*** Begin section ***

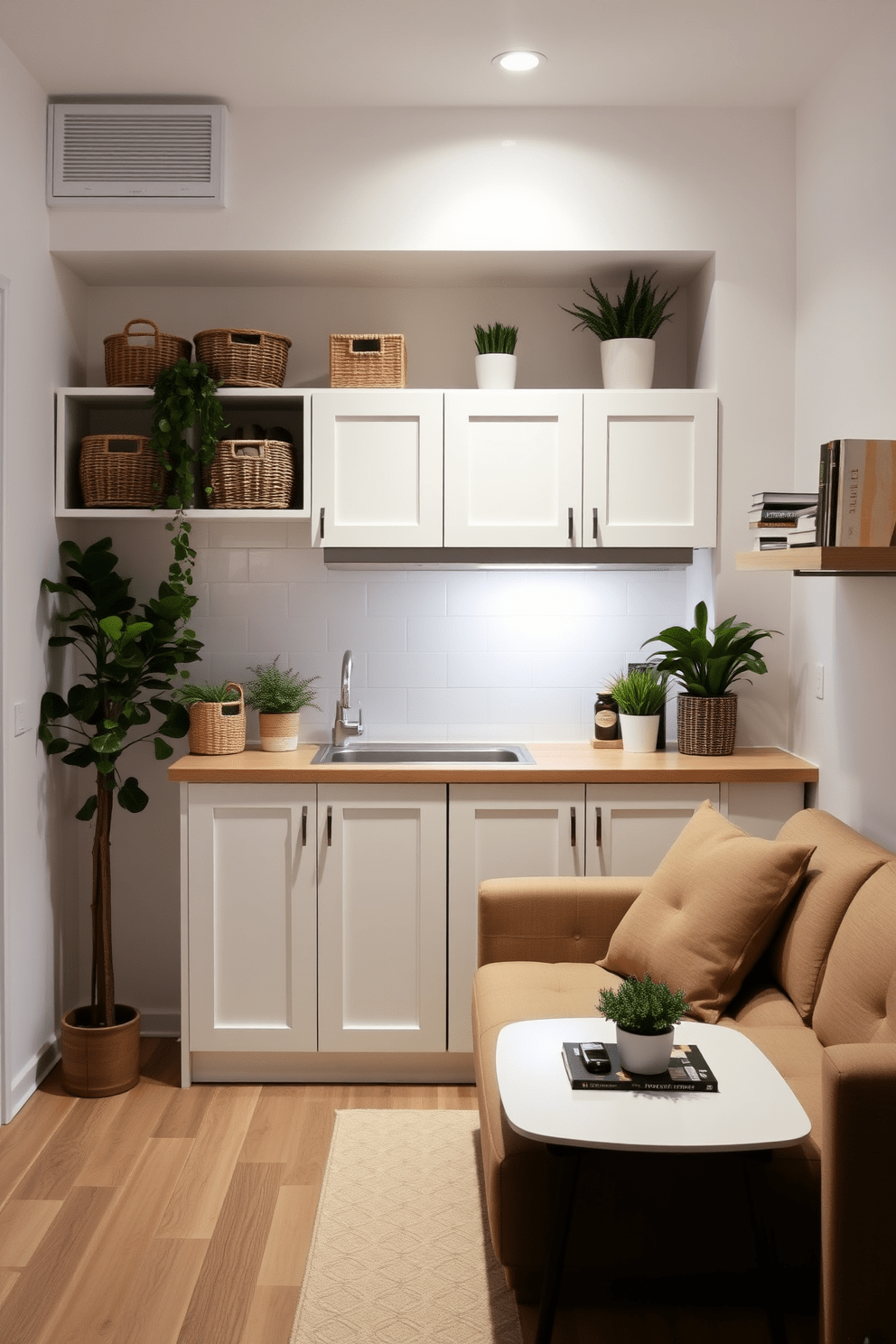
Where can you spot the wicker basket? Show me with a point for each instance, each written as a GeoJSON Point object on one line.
{"type": "Point", "coordinates": [707, 724]}
{"type": "Point", "coordinates": [218, 727]}
{"type": "Point", "coordinates": [120, 471]}
{"type": "Point", "coordinates": [243, 358]}
{"type": "Point", "coordinates": [367, 362]}
{"type": "Point", "coordinates": [133, 364]}
{"type": "Point", "coordinates": [250, 473]}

*** End section ***

▶ [WHAT TO WORK ON]
After removing each picture, print the entries above exactly as they were.

▶ [ANSWER SPACE]
Where can you spot the wicker basket? Show me with a point for each instance, each written as a GeoJSON Point object on one line.
{"type": "Point", "coordinates": [707, 724]}
{"type": "Point", "coordinates": [218, 727]}
{"type": "Point", "coordinates": [120, 471]}
{"type": "Point", "coordinates": [243, 358]}
{"type": "Point", "coordinates": [367, 362]}
{"type": "Point", "coordinates": [133, 364]}
{"type": "Point", "coordinates": [250, 473]}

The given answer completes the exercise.